* **EXERCISE DATA**
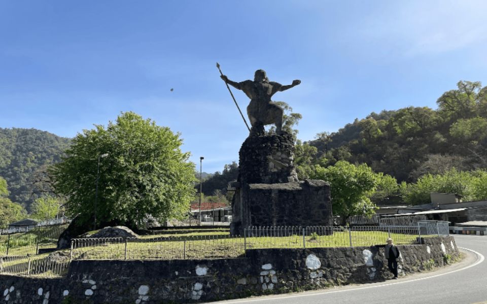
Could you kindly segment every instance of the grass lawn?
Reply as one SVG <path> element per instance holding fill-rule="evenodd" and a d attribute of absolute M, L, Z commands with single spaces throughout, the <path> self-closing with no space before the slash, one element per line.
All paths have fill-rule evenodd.
<path fill-rule="evenodd" d="M 263 248 L 302 248 L 370 246 L 385 244 L 388 237 L 396 244 L 414 244 L 418 235 L 405 230 L 379 231 L 367 227 L 361 231 L 354 229 L 331 230 L 309 230 L 305 233 L 296 230 L 272 229 L 253 231 L 247 237 L 232 236 L 228 229 L 164 231 L 161 234 L 143 236 L 138 239 L 81 239 L 74 243 L 73 258 L 80 259 L 175 259 L 234 258 L 245 256 L 245 249 Z M 414 229 L 409 231 L 413 232 Z M 42 231 L 11 236 L 9 255 L 5 256 L 6 236 L 0 237 L 0 258 L 3 273 L 29 276 L 56 277 L 64 275 L 69 265 L 69 250 L 63 250 L 64 259 L 53 261 L 49 254 L 36 254 L 39 248 L 55 246 L 58 234 L 53 231 Z M 315 233 L 313 233 L 315 232 Z M 432 236 L 422 236 L 428 237 Z M 38 242 L 39 243 L 38 244 Z M 3 246 L 3 247 L 2 247 Z"/>
<path fill-rule="evenodd" d="M 204 259 L 242 256 L 245 249 L 301 248 L 369 246 L 385 244 L 387 232 L 335 232 L 332 235 L 231 237 L 228 233 L 122 240 L 82 240 L 75 244 L 73 258 L 83 259 Z M 412 244 L 418 236 L 391 233 L 397 244 Z"/>

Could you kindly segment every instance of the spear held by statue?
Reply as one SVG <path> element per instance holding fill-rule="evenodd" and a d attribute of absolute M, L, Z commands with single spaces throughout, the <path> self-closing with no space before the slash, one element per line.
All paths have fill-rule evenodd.
<path fill-rule="evenodd" d="M 220 64 L 218 62 L 217 62 L 217 67 L 218 68 L 218 70 L 220 71 L 220 73 L 222 76 L 223 75 L 223 73 L 222 72 L 222 70 L 220 68 Z M 235 99 L 235 97 L 233 96 L 233 93 L 232 93 L 232 90 L 230 89 L 230 87 L 228 86 L 228 84 L 226 82 L 225 82 L 225 84 L 227 85 L 227 89 L 228 89 L 228 92 L 230 92 L 230 95 L 232 95 L 232 98 L 233 98 L 233 102 L 235 102 L 235 105 L 237 106 L 237 108 L 238 109 L 238 112 L 240 112 L 240 115 L 242 117 L 242 119 L 244 120 L 244 122 L 245 123 L 245 125 L 247 126 L 247 129 L 249 129 L 249 132 L 250 132 L 250 128 L 249 127 L 249 125 L 247 124 L 247 121 L 245 120 L 245 118 L 244 117 L 244 115 L 242 114 L 242 111 L 240 110 L 240 107 L 238 106 L 238 104 L 237 103 L 237 101 Z"/>

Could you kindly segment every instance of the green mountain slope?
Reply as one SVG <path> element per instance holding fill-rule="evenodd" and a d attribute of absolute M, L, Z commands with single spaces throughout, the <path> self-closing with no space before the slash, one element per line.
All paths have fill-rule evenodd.
<path fill-rule="evenodd" d="M 421 175 L 487 168 L 487 87 L 461 81 L 437 100 L 438 109 L 408 107 L 372 112 L 308 143 L 314 162 L 366 163 L 398 181 Z M 319 134 L 320 135 L 320 134 Z"/>
<path fill-rule="evenodd" d="M 0 128 L 0 176 L 9 186 L 9 198 L 30 211 L 41 194 L 33 184 L 49 165 L 60 160 L 70 139 L 34 129 Z"/>

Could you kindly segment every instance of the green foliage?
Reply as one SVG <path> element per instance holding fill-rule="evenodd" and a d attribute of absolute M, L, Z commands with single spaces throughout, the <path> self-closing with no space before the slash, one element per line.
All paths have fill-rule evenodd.
<path fill-rule="evenodd" d="M 97 176 L 97 222 L 140 225 L 148 215 L 161 221 L 181 218 L 195 181 L 194 164 L 181 151 L 182 143 L 168 128 L 122 113 L 106 128 L 97 125 L 78 134 L 50 173 L 56 191 L 68 198 L 70 215 L 85 222 L 95 210 Z"/>
<path fill-rule="evenodd" d="M 340 161 L 334 166 L 315 167 L 312 178 L 330 182 L 333 214 L 344 218 L 371 215 L 376 209 L 370 197 L 379 185 L 382 174 L 374 173 L 367 165 L 356 166 Z M 389 179 L 388 178 L 388 179 Z M 389 182 L 383 182 L 387 184 Z"/>
<path fill-rule="evenodd" d="M 69 139 L 45 131 L 0 128 L 0 176 L 8 182 L 9 198 L 30 211 L 45 193 L 37 187 L 39 173 L 59 161 L 69 144 Z"/>
<path fill-rule="evenodd" d="M 23 207 L 12 203 L 7 197 L 8 188 L 7 181 L 0 177 L 0 228 L 6 228 L 9 224 L 22 219 L 27 214 Z"/>
<path fill-rule="evenodd" d="M 405 203 L 411 205 L 431 202 L 431 193 L 453 193 L 464 201 L 487 199 L 487 171 L 460 171 L 455 168 L 442 174 L 426 174 L 415 183 L 401 184 L 401 192 Z"/>
<path fill-rule="evenodd" d="M 449 265 L 451 263 L 453 260 L 453 258 L 451 254 L 449 254 L 449 253 L 443 254 L 443 261 L 444 262 L 445 264 L 448 264 Z"/>
<path fill-rule="evenodd" d="M 7 186 L 7 181 L 0 177 L 0 197 L 9 195 L 9 191 Z"/>
<path fill-rule="evenodd" d="M 299 179 L 309 178 L 312 174 L 314 159 L 318 154 L 316 147 L 297 140 L 294 145 L 294 166 Z"/>
<path fill-rule="evenodd" d="M 274 101 L 274 103 L 284 110 L 284 114 L 283 115 L 283 131 L 293 134 L 295 139 L 299 131 L 293 128 L 299 123 L 299 121 L 303 118 L 303 116 L 299 113 L 293 113 L 293 108 L 284 101 Z M 267 133 L 268 135 L 275 134 L 275 126 L 272 125 Z"/>
<path fill-rule="evenodd" d="M 45 196 L 37 199 L 32 205 L 32 218 L 45 220 L 54 218 L 61 208 L 61 202 L 58 199 Z"/>
<path fill-rule="evenodd" d="M 319 133 L 309 142 L 318 151 L 307 165 L 366 163 L 408 182 L 454 167 L 487 168 L 487 87 L 461 81 L 437 102 L 437 110 L 410 106 L 372 112 L 326 136 Z"/>
<path fill-rule="evenodd" d="M 201 185 L 203 193 L 217 195 L 216 194 L 219 192 L 225 195 L 227 194 L 228 183 L 236 180 L 238 176 L 238 165 L 236 163 L 233 162 L 231 164 L 225 165 L 222 173 L 217 171 L 206 180 L 203 181 Z M 199 183 L 195 186 L 195 188 L 199 191 Z M 199 198 L 198 196 L 198 200 Z"/>
<path fill-rule="evenodd" d="M 22 219 L 27 215 L 25 209 L 18 204 L 12 203 L 7 198 L 0 197 L 0 228 Z"/>

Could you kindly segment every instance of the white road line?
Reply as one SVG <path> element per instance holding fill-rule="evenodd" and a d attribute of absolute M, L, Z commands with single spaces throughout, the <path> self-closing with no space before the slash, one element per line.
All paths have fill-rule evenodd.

* **GIVEN INSTRUCTION**
Do not include images; quote all of the entries above exactly.

* **SOLUTION TO THE PROBLEM**
Could you kindly segment every instance of the grass lawn?
Reply as one SVG <path> element per instance holding fill-rule="evenodd" and a d attribute of absolute M, L, Z commands with single spaces throughout, the <path> self-closing with no space before the slash, one element per line.
All paths have fill-rule evenodd.
<path fill-rule="evenodd" d="M 263 248 L 302 248 L 370 246 L 385 244 L 388 237 L 396 244 L 414 244 L 418 235 L 405 230 L 379 231 L 367 227 L 361 231 L 354 229 L 331 230 L 309 230 L 305 233 L 296 230 L 272 229 L 253 231 L 247 237 L 232 236 L 228 229 L 164 231 L 161 234 L 143 236 L 138 239 L 81 239 L 74 243 L 73 258 L 80 259 L 175 259 L 234 258 L 245 256 L 245 249 Z M 414 229 L 409 231 L 413 232 Z M 42 231 L 11 236 L 9 255 L 5 256 L 6 236 L 0 237 L 0 258 L 3 273 L 29 276 L 56 277 L 64 275 L 69 265 L 69 250 L 63 250 L 64 259 L 53 261 L 49 254 L 36 254 L 39 248 L 55 246 L 58 234 L 53 231 Z M 315 233 L 313 233 L 315 232 Z M 432 236 L 422 236 L 428 237 Z M 38 242 L 39 243 L 38 244 Z M 3 246 L 3 247 L 2 247 Z"/>
<path fill-rule="evenodd" d="M 204 259 L 242 256 L 245 249 L 301 248 L 369 246 L 385 244 L 387 232 L 335 232 L 332 235 L 231 237 L 228 233 L 122 240 L 82 240 L 75 244 L 73 258 L 83 259 Z M 412 244 L 418 236 L 391 233 L 397 244 Z"/>

Could you kindly segment every instance of the spear held by statue?
Reply as one SVG <path> element per instance holding fill-rule="evenodd" and a d attribute of absolute M, L, Z commands with single spaces throughout, the <path> self-closing with no space before the slash, one element per line.
All paths have fill-rule evenodd.
<path fill-rule="evenodd" d="M 220 64 L 218 62 L 217 62 L 217 67 L 218 68 L 218 70 L 220 71 L 220 73 L 222 76 L 223 75 L 223 73 L 222 72 L 222 70 L 220 68 Z M 235 99 L 235 97 L 233 96 L 233 93 L 232 93 L 232 90 L 230 89 L 230 87 L 228 86 L 228 84 L 226 82 L 225 82 L 225 84 L 227 85 L 227 89 L 228 89 L 228 92 L 230 92 L 230 95 L 232 95 L 232 98 L 233 98 L 233 102 L 235 102 L 235 105 L 237 106 L 237 108 L 238 109 L 238 112 L 240 112 L 240 115 L 242 117 L 242 119 L 244 120 L 244 122 L 245 123 L 245 125 L 247 126 L 247 129 L 249 129 L 249 132 L 250 132 L 250 128 L 249 127 L 249 125 L 247 124 L 247 121 L 245 120 L 245 118 L 244 117 L 244 115 L 242 114 L 242 111 L 240 110 L 240 107 L 238 106 L 238 104 L 237 103 L 237 101 Z"/>

Could you kindly segment every instance of the green mountain slope?
Reply as one SVG <path> element per instance holding fill-rule="evenodd" and a d attribute of absolute M, L, Z commands with single spaces throughout, the <path> self-closing with no space before the slash, one element per line.
All paths have fill-rule evenodd.
<path fill-rule="evenodd" d="M 421 175 L 487 168 L 487 87 L 461 81 L 437 100 L 438 109 L 408 107 L 372 112 L 308 143 L 314 162 L 366 163 L 398 181 Z M 319 134 L 320 135 L 320 134 Z"/>
<path fill-rule="evenodd" d="M 0 128 L 0 176 L 9 186 L 9 198 L 30 211 L 41 194 L 33 184 L 49 165 L 60 160 L 70 139 L 34 129 Z"/>

Could you kindly segment every instance of the green foliage?
Reply as one SVG <path> element per instance holding fill-rule="evenodd" and a d attribute of absolute M, L, Z commands with single spaces throughout, the <path> self-closing with no space before the slash, one element per line.
All paths have fill-rule evenodd.
<path fill-rule="evenodd" d="M 97 176 L 97 222 L 140 225 L 148 215 L 161 221 L 181 218 L 195 181 L 194 164 L 181 151 L 182 143 L 168 128 L 122 113 L 106 128 L 97 125 L 78 134 L 50 173 L 56 191 L 68 198 L 70 215 L 85 222 L 95 210 Z"/>
<path fill-rule="evenodd" d="M 340 161 L 334 166 L 315 167 L 312 178 L 330 182 L 333 214 L 344 218 L 371 215 L 376 209 L 370 197 L 379 185 L 382 174 L 374 173 L 367 165 L 356 166 Z M 389 179 L 388 178 L 388 179 Z M 389 182 L 383 182 L 387 184 Z"/>
<path fill-rule="evenodd" d="M 69 139 L 45 131 L 0 128 L 0 176 L 8 182 L 9 198 L 30 211 L 45 193 L 37 187 L 39 173 L 59 161 L 69 144 Z"/>
<path fill-rule="evenodd" d="M 23 207 L 12 203 L 7 197 L 8 188 L 7 181 L 0 177 L 0 228 L 6 228 L 9 224 L 22 219 L 27 214 Z"/>
<path fill-rule="evenodd" d="M 405 203 L 411 205 L 431 202 L 431 193 L 453 193 L 464 201 L 487 199 L 487 171 L 460 171 L 455 168 L 442 174 L 426 174 L 415 183 L 401 184 L 401 192 Z"/>
<path fill-rule="evenodd" d="M 449 265 L 451 263 L 453 260 L 453 258 L 451 254 L 449 254 L 449 253 L 443 254 L 443 261 L 444 262 L 445 264 L 448 264 Z"/>
<path fill-rule="evenodd" d="M 7 186 L 7 181 L 0 177 L 0 197 L 9 195 L 9 191 Z"/>
<path fill-rule="evenodd" d="M 299 179 L 309 178 L 312 174 L 314 159 L 318 154 L 316 147 L 297 140 L 294 145 L 294 166 Z"/>
<path fill-rule="evenodd" d="M 274 101 L 274 103 L 284 110 L 284 114 L 283 115 L 283 131 L 293 134 L 295 139 L 299 131 L 293 128 L 299 123 L 299 121 L 303 118 L 303 116 L 299 113 L 293 113 L 293 108 L 284 101 Z M 267 133 L 268 135 L 275 134 L 275 126 L 272 125 Z"/>
<path fill-rule="evenodd" d="M 45 196 L 37 199 L 32 205 L 32 218 L 45 220 L 54 218 L 61 208 L 61 202 L 58 199 Z"/>
<path fill-rule="evenodd" d="M 319 133 L 309 142 L 318 151 L 307 165 L 366 163 L 408 182 L 454 167 L 487 168 L 487 87 L 461 81 L 437 102 L 437 110 L 410 106 L 372 112 L 326 136 Z"/>
<path fill-rule="evenodd" d="M 201 185 L 203 193 L 217 195 L 216 194 L 219 192 L 225 195 L 227 194 L 228 183 L 236 180 L 238 176 L 238 165 L 236 163 L 233 162 L 231 164 L 225 165 L 222 173 L 217 171 L 206 180 L 203 181 Z M 199 183 L 195 186 L 195 188 L 199 191 Z M 199 198 L 198 196 L 198 200 Z"/>
<path fill-rule="evenodd" d="M 22 219 L 27 215 L 25 209 L 18 204 L 12 203 L 7 198 L 0 197 L 0 228 Z"/>

Could you kindly segment every instance of the white road line?
Reply as one SVG <path> element per instance holding fill-rule="evenodd" and a d attribute of absolute M, L, Z commands with single spaces throughout, the <path> self-closing with no space before the slash, one element per line.
All paths have fill-rule evenodd.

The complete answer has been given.